:: SELECTED EXTRACT ::
□ □ □ □
Infex Therapeutics scientists have announced a breakthrough in laboratory trials of a new drug to treat Covid-19 and new variants of the disease, such as the Omicron variant.
Infex’s COV-X programme inhibits a new protease target that is responsible for viral replication across the broad spectrum of SARS-CoV-1, MERS-CoV and SARS-CoV-2. As such, this new approach is unaffected by changes to coronavirus spike protein that is the focus of current concerns about vaccine effectiveness.
Laboratory results at Infex have identified new compounds with a balance of high potency, and encouraging all-round properties including solubility, in-vitro metabolism, plasma-protein binding, and permeability – which are all important factors in achieving oral bioavailability, the key to a successful new drug that could be taken in simple tablet form, rather than by injection.
Leading compounds have shown excellent exposure when dosed orally in mice, enabling studies which could lead to eventual clinical trials in volunteers and Covid-19 patients.
□ □ □ □
:: WORK REQUEST 1 ::
Repeat the passage of the COV-X announcement from "Laboratory results at" to "and Covid-19 patients.".
:: WORK REQUEST 2 ::
Answer these questions from the COV-X announcement:
(a) What does Infex's COV-X programme inhibit?
(b) What form could the new drug be taken in, instead of by injection?
(c) In what animals were the leading compounds dosed orally?
:: WORK REQUEST 3 ::
Put this sentence from the COV-X announcement into Spanish: "Leading compounds have shown excellent exposure when dosed orally in mice, enabling studies which could lead to eventual clinical trials in volunteers and Covid-19 patients."

:: Natural-language object grounding data ::
□ □ □ □
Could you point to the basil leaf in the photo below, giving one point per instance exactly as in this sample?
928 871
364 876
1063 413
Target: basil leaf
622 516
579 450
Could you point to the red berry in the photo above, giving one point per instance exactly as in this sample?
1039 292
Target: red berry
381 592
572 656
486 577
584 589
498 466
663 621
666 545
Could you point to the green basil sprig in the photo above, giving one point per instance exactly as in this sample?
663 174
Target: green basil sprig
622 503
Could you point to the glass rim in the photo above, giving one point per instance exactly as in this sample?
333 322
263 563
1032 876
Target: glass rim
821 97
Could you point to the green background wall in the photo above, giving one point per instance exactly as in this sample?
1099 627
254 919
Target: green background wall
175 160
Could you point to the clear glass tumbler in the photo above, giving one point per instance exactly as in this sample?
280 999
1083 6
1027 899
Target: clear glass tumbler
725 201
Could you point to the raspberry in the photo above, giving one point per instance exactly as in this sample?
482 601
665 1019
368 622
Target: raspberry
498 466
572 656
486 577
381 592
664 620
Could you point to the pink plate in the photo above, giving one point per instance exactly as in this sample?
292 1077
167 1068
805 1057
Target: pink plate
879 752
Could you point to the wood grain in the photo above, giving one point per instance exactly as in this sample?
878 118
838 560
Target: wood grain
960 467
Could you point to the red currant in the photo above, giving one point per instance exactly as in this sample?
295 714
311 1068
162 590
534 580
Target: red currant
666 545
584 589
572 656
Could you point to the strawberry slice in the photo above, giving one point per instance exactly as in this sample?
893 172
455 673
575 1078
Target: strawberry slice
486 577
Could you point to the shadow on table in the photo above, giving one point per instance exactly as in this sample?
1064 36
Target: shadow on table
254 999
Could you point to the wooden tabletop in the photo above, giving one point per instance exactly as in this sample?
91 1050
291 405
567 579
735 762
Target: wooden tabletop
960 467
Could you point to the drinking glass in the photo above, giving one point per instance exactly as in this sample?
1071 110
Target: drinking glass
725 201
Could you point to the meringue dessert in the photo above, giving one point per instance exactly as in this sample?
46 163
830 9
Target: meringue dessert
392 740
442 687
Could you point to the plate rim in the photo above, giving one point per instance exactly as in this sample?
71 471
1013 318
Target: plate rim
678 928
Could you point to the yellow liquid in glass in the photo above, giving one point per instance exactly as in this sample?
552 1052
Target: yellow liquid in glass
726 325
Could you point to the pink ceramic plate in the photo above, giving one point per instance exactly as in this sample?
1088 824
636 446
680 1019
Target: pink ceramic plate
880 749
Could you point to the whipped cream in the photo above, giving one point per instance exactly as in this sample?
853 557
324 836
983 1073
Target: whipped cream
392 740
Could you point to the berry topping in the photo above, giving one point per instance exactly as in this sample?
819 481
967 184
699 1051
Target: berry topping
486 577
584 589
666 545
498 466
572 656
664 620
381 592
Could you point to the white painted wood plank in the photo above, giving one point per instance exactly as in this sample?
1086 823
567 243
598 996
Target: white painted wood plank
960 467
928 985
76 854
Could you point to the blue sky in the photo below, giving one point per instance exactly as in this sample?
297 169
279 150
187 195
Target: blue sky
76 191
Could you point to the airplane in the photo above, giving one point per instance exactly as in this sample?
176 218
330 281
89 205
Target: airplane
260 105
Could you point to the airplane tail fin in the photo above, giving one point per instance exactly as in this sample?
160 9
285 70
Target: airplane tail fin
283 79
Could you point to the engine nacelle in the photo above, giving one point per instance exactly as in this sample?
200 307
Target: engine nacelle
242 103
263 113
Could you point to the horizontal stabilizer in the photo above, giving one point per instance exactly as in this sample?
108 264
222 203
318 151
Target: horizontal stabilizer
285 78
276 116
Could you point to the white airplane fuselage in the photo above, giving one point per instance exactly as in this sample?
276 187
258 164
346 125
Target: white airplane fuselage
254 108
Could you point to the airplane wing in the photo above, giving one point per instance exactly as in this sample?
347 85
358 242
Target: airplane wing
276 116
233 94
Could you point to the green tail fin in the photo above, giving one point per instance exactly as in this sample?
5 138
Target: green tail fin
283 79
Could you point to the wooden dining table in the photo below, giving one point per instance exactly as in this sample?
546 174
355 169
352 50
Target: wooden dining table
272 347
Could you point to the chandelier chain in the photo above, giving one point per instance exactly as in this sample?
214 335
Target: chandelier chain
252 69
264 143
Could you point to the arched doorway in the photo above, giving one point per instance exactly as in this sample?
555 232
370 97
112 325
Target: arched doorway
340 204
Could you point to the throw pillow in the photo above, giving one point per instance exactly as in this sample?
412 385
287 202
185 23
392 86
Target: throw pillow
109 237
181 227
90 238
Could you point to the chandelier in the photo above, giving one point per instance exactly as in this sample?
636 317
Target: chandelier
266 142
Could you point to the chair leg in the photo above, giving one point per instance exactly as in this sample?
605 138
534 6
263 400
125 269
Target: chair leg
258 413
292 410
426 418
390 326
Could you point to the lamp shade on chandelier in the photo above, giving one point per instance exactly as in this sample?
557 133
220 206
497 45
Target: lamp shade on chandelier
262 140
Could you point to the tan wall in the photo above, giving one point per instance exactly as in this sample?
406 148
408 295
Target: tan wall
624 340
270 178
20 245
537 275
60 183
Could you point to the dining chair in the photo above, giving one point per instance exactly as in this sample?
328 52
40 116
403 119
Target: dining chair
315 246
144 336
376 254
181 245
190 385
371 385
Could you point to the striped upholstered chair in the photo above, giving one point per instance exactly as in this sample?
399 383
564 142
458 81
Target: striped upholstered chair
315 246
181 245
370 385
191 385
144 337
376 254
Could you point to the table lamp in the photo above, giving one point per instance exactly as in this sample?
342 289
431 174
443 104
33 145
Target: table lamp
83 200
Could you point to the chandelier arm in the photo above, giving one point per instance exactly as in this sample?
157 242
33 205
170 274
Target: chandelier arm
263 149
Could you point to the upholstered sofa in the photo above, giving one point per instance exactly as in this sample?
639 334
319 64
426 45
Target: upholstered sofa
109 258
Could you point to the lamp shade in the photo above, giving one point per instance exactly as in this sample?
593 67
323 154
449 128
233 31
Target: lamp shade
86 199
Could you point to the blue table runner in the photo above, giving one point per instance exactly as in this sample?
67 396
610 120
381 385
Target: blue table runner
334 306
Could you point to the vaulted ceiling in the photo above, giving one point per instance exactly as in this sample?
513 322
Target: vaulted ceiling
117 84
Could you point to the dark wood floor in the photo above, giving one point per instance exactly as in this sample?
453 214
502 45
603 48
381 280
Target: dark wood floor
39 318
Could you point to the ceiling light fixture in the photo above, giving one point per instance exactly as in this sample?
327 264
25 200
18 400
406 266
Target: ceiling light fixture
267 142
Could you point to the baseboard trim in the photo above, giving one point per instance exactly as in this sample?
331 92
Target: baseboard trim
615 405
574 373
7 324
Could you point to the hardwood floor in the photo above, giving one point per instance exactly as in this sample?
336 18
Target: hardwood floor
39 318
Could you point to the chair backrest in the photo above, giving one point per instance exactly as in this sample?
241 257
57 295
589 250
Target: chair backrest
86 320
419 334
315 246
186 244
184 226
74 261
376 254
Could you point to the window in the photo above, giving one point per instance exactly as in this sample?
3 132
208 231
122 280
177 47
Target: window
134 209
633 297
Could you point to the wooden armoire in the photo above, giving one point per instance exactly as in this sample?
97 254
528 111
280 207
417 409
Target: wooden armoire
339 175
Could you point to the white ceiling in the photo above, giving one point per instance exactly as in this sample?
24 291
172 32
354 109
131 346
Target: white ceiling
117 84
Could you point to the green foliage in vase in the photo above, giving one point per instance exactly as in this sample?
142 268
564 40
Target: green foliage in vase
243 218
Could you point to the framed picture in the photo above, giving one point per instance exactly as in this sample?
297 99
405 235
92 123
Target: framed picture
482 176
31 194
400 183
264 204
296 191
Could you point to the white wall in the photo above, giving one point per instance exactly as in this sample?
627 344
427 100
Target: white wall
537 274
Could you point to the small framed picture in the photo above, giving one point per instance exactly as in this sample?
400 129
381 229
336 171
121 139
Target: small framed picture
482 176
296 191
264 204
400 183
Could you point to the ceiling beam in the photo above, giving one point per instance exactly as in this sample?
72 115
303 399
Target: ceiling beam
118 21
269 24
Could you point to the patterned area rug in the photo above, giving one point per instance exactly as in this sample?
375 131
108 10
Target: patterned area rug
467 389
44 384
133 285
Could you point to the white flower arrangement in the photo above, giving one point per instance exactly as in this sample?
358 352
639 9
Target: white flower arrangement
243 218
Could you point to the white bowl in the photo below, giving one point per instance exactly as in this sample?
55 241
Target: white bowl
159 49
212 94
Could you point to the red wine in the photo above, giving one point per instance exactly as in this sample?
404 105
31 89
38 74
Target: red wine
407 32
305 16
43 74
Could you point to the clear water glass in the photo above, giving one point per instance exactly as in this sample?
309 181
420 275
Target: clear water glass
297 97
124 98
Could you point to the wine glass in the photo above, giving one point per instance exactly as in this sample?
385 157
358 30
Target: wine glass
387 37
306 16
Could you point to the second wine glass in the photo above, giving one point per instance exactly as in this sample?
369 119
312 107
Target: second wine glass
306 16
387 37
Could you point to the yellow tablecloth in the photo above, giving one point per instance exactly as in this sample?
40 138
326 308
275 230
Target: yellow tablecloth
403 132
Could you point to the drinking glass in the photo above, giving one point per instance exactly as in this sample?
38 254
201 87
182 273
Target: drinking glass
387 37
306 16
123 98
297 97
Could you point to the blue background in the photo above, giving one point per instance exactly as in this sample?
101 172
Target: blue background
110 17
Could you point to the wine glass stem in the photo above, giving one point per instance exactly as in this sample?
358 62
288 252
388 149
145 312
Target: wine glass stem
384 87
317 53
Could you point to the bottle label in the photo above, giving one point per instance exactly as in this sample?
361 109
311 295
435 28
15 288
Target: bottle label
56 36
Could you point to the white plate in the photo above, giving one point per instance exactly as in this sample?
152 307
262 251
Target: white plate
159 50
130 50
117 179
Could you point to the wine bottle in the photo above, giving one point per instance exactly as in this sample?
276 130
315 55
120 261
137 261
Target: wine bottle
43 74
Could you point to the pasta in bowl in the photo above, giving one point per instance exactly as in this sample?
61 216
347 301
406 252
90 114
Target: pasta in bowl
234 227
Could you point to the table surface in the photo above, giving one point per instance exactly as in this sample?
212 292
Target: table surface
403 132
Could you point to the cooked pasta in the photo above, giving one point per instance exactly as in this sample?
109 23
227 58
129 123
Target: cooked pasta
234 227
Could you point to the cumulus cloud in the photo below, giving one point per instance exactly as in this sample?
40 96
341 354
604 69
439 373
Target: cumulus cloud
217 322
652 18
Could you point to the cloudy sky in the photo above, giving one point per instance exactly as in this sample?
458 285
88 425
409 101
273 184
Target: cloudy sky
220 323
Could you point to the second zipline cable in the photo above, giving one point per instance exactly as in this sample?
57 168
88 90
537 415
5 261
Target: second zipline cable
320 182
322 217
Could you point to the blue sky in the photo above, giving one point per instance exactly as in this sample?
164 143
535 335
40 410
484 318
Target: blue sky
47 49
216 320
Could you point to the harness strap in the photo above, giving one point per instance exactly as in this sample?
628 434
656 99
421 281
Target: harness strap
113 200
□ □ □ □
:: ANSWER SECTION 1 ::
Laboratory results at Infex have identified new compounds with a balance of high potency, and encouraging all-round properties including solubility, in-vitro metabolism, plasma-protein binding, and permeability – which are all important factors in achieving oral bioavailability, the key to a successful new drug that could be taken in simple tablet form, rather than by injection.
Leading compounds have shown excellent exposure when dosed orally in mice, enabling studies which could lead to eventual clinical trials in volunteers and Covid-19 patients.

:: ANSWER SECTION 2 ::
(a) A new protease target that is responsible for viral replication across the broad spectrum of SARS-CoV-1, MERS-CoV and SARS-CoV-2.
(b) Simple tablet form.
(c) Mice.

:: ANSWER SECTION 3 ::
Los compuestos principales han mostrado una excelente exposición al administrarse por vía oral en ratones, lo que permite estudios que podrían conducir, con el tiempo, a ensayos clínicos en voluntarios y pacientes con Covid-19.